Your objective: The response must contain every line of the records that follow, duplicated exactly.

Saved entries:
▬▬▬
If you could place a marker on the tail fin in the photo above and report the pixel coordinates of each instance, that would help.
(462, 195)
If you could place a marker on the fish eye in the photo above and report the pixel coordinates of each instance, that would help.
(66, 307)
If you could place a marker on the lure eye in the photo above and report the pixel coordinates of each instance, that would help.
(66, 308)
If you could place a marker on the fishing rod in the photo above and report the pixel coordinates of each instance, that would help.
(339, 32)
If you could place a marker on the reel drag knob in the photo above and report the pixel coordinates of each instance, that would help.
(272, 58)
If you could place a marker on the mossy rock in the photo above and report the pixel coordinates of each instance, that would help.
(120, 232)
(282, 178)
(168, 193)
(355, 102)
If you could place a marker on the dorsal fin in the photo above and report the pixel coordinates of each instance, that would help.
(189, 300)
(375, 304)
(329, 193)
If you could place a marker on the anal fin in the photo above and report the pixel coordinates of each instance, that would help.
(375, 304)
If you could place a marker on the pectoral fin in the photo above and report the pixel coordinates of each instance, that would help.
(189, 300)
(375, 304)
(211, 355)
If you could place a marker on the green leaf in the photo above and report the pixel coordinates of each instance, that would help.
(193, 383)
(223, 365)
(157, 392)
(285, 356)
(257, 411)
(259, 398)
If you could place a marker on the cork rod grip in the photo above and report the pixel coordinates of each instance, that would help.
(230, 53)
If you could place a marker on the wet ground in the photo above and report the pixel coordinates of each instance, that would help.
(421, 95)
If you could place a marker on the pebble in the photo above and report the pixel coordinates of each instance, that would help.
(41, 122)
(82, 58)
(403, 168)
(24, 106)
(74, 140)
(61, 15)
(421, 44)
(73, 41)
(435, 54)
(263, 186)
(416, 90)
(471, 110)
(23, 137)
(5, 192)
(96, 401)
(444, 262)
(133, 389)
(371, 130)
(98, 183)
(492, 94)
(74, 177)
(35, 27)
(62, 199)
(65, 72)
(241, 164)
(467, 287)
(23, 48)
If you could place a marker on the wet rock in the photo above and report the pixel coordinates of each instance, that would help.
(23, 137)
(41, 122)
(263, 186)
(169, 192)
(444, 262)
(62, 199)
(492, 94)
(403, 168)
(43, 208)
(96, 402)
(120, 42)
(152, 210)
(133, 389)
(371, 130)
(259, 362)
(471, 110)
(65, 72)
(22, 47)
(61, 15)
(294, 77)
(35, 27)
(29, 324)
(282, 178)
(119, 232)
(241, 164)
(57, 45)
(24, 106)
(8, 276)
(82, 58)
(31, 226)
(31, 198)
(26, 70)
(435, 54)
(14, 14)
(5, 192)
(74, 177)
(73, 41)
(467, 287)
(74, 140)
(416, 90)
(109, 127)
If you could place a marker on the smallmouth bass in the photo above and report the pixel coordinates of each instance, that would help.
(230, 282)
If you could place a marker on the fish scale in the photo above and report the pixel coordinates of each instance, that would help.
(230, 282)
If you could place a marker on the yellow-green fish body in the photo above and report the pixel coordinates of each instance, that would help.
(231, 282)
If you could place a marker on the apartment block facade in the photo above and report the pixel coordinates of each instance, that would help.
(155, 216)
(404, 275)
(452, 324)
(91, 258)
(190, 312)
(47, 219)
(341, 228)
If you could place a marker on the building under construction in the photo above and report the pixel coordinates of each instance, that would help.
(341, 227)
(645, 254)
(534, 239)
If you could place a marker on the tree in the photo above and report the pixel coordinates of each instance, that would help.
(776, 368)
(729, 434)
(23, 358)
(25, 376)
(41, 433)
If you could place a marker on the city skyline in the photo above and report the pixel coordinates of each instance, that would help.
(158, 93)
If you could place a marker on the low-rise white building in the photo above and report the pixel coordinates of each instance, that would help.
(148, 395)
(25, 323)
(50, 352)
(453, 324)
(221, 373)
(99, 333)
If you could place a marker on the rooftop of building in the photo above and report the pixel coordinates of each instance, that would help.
▬▬▬
Task answer:
If you could place a marker on the tail fin in the photo above and report the pixel coordinates of each instance, that would help.
(462, 195)
If you could place a marker on the fish eye in the photo above and report the pixel coordinates of each instance, that would help.
(66, 307)
If you could place a marker on the lure eye in the photo above and report the pixel coordinates of each instance, that would help.
(66, 308)
If you could place a marker on the fishing rod in the photo above and report the pixel coordinates of each instance, that would help.
(339, 32)
If you could place a marker on the reel drag knob in the photo above and report the pixel coordinates of each instance, that would help.
(272, 58)
If you could place a marker on the mossy rock in the photo above and report the pixel coordinates of each instance, that would help.
(120, 232)
(282, 178)
(168, 193)
(355, 102)
If you could place a marker on the dorsal fin in the photo above and report the pixel coordinates of each instance, that would help.
(189, 300)
(375, 304)
(329, 193)
If you could place a marker on the anal fin in the photo above and report the pixel coordinates of each instance, that would help.
(375, 304)
If you could place a marker on the pectoral fin in the photo above and report the pixel coordinates of each instance, that would help.
(189, 300)
(375, 304)
(211, 355)
If you could place a marker on the green leaf in the photo above and report the pixel coordinates of each instance, that would help.
(193, 383)
(223, 365)
(157, 392)
(285, 356)
(257, 411)
(259, 398)
If you could place a marker on the cork rod grip in the photo above and report the pixel coordinates of each instance, that would help.
(230, 53)
If you could place a marker on the wet ground in the photo above and report the pixel coordinates of each instance, that would help.
(421, 95)
If you could place a marker on the pebble in the photo above and report the pixel coordinates of each instance, that would help.
(41, 122)
(82, 58)
(403, 168)
(24, 106)
(74, 140)
(61, 15)
(421, 44)
(73, 41)
(435, 54)
(263, 186)
(416, 90)
(471, 110)
(23, 137)
(5, 192)
(96, 401)
(444, 262)
(133, 389)
(371, 130)
(98, 183)
(492, 94)
(74, 177)
(35, 27)
(62, 199)
(65, 72)
(241, 164)
(467, 287)
(23, 48)
If you could place a marker on the wet rock in the photo above and report the pixel coordinates of each instance, that would help.
(23, 137)
(41, 122)
(263, 186)
(169, 192)
(444, 262)
(62, 199)
(492, 94)
(403, 168)
(43, 208)
(96, 402)
(120, 42)
(152, 210)
(133, 389)
(371, 130)
(259, 362)
(471, 110)
(65, 72)
(22, 47)
(61, 15)
(294, 77)
(35, 27)
(29, 324)
(282, 178)
(119, 232)
(241, 164)
(57, 45)
(24, 106)
(8, 276)
(82, 58)
(31, 226)
(31, 198)
(26, 70)
(435, 54)
(14, 14)
(5, 192)
(74, 177)
(73, 41)
(467, 287)
(74, 140)
(416, 90)
(109, 127)
If you could place a marker on the smallmouth bass in the photo above and report the pixel coordinates of each instance, that would help.
(230, 282)
If you could place a marker on the fish scale in the photo above and report the pixel coordinates of each instance, that would help.
(230, 282)
If you could place a marker on the yellow-green fish body in the photo above and report the pixel coordinates of each instance, that would help.
(231, 282)
If you could place a marker on the apartment block facade in the photo above and report the pixel coordinates of each instance, that would help.
(155, 216)
(404, 275)
(452, 324)
(91, 258)
(190, 312)
(47, 219)
(341, 228)
If you could place a marker on the building under construction in the photo above and report the pixel coordinates of each instance, that would help.
(341, 227)
(645, 254)
(534, 239)
If you could place a marker on the tree in the photo above and report the pixel coordinates of each instance, that would help.
(776, 368)
(729, 434)
(23, 358)
(25, 376)
(41, 433)
If you could place a marker on the city skyline in the photo above and report the pixel coordinates of each instance, that would help.
(158, 93)
If you could place a marker on the low-rise white building in the photo above and report the pixel coordinates of each instance, that would help.
(148, 395)
(25, 323)
(50, 352)
(453, 324)
(221, 373)
(99, 333)
If you could place a marker on the rooftop of building in the photo above and report the pixel coordinates of each instance, that would help.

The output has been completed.